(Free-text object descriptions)
^^^^^^^^
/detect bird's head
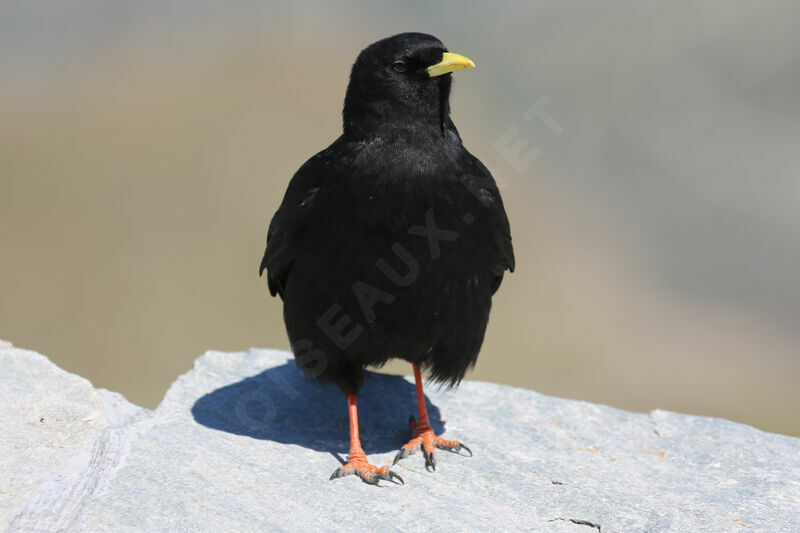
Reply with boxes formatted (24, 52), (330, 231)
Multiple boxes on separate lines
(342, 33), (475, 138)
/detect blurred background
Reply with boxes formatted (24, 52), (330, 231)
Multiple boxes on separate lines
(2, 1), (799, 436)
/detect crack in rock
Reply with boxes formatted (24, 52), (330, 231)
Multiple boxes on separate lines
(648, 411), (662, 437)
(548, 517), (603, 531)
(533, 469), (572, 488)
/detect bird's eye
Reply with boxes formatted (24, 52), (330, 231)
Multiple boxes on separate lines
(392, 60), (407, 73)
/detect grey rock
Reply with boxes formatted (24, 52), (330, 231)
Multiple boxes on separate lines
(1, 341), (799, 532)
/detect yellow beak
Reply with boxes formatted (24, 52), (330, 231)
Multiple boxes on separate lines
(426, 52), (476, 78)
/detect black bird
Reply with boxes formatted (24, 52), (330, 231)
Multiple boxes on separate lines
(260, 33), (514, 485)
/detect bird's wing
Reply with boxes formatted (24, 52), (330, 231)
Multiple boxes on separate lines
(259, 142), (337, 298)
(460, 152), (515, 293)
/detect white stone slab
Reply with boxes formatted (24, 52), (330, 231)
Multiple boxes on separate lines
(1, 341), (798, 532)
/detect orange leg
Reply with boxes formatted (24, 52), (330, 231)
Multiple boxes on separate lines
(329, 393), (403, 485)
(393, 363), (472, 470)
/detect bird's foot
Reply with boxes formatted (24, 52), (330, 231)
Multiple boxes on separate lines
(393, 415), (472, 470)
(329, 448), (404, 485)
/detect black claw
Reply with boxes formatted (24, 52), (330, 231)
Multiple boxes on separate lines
^^^^^^^^
__WHAT NEEDS TO BE DONE__: Write out the entries again, word for word. No images.

__REPLY TO THE EXERCISE__:
/detect bird's head
Reply with boxes formatted (24, 52), (330, 231)
Multiple boxes on separate lines
(342, 33), (475, 138)
/detect blurred background
Reply with boxes formatted (24, 52), (330, 231)
Multiple boxes on separate lines
(2, 1), (799, 436)
/detect crack in rock
Reply with boxes formatted (24, 52), (330, 231)
Multiple boxes on separate lines
(648, 411), (662, 437)
(548, 517), (603, 531)
(533, 469), (572, 488)
/detect bird's eye
Reply with boxes formatted (24, 52), (330, 231)
Multiple boxes on separate lines
(392, 60), (407, 73)
/detect grey rock
Reply with boxes formatted (24, 52), (330, 231)
Multiple boxes on separate lines
(1, 341), (799, 532)
/detect yellow beak
Reply with boxes formatted (24, 52), (330, 231)
Multiple boxes on separate lines
(426, 52), (476, 78)
/detect black bird
Reply with boxes formatted (24, 52), (330, 231)
Multiple boxes on separate lines
(260, 33), (514, 485)
/detect bird's wing
Reply with boxes formatted (24, 52), (330, 231)
Multiple boxes on separate lines
(259, 142), (337, 298)
(460, 152), (515, 293)
/detect white stone slab
Reply with boxes formatted (24, 52), (330, 231)
Multiple boxes on separate lines
(1, 341), (798, 532)
/detect orange leg
Reply with boxes formatted (24, 52), (330, 231)
Multiple boxes on separate lines
(329, 393), (403, 485)
(393, 363), (472, 470)
/detect bird's foot
Reply with boxes formatted (24, 52), (330, 231)
Multiple boxes on separate lines
(393, 415), (472, 470)
(329, 448), (404, 485)
/detect black claw
Reply with boxes formatted (24, 52), (330, 231)
Multiple boxes on separate lines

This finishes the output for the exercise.